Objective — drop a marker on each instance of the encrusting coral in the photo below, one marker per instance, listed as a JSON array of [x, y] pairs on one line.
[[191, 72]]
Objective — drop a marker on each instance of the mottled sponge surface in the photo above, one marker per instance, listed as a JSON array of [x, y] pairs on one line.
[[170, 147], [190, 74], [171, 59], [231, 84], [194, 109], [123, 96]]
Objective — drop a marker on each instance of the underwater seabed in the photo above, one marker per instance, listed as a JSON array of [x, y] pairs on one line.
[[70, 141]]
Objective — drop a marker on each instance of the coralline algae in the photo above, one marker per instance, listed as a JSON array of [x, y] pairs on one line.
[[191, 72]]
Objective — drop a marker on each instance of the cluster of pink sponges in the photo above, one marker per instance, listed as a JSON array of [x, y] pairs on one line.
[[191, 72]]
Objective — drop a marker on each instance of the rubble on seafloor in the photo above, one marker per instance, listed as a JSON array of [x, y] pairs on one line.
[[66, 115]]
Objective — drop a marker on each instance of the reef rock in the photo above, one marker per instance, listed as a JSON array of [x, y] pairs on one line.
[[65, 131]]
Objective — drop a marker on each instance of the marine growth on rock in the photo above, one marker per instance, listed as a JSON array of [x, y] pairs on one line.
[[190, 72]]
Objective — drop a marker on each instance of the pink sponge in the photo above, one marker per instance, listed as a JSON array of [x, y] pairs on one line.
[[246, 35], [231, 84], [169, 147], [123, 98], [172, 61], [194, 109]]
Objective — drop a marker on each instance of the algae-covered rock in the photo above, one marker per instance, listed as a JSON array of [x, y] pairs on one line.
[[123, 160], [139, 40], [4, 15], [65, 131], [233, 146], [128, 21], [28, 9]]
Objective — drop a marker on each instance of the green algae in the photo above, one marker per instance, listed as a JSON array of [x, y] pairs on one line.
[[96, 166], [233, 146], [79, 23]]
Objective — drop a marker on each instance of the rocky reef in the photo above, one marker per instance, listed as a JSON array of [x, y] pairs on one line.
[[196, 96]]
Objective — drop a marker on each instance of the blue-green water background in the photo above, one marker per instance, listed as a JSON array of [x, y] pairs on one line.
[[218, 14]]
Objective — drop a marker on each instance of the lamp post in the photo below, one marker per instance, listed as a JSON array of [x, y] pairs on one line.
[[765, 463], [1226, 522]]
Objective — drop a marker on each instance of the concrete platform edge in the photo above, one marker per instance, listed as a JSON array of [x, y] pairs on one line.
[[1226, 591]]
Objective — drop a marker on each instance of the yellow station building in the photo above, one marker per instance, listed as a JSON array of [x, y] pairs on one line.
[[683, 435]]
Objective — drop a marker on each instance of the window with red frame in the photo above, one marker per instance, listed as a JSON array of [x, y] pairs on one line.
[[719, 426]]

+++++

**PROBLEM TO WORK ON**:
Print everything in the data above from the line containing "Objective — drop a marker on each instance of the reef" down to the line containing "21], [28, 9]]", with both of those lines included, reproducing each line without any change.

**ANSWER TO THIS EXERCISE**:
Objective — drop a marker on each instance of the reef rock in the photo above, one marker per instance, listed as a JSON array of [x, y] pairs on one line.
[[65, 131]]
Objective — drop a marker on each instance of the marine growth on rock in the photo above, one marker per instance, listed as a JSON array of [x, y] pairs on one line.
[[190, 72]]
Objective — drop a marker on each instance of the pink sponge in the photo above, one marker per instance, listed as a JSON array of [x, y] pairs on one line.
[[246, 35], [231, 84], [169, 147], [123, 98], [172, 61], [194, 109]]
Objective — drop a marker on each instance of the algae-covered rock in the photo above, one marker per instance, listed as a JSON array of [x, y] pairs on one line.
[[123, 160], [139, 40], [4, 15], [65, 131], [233, 146], [128, 21], [28, 9]]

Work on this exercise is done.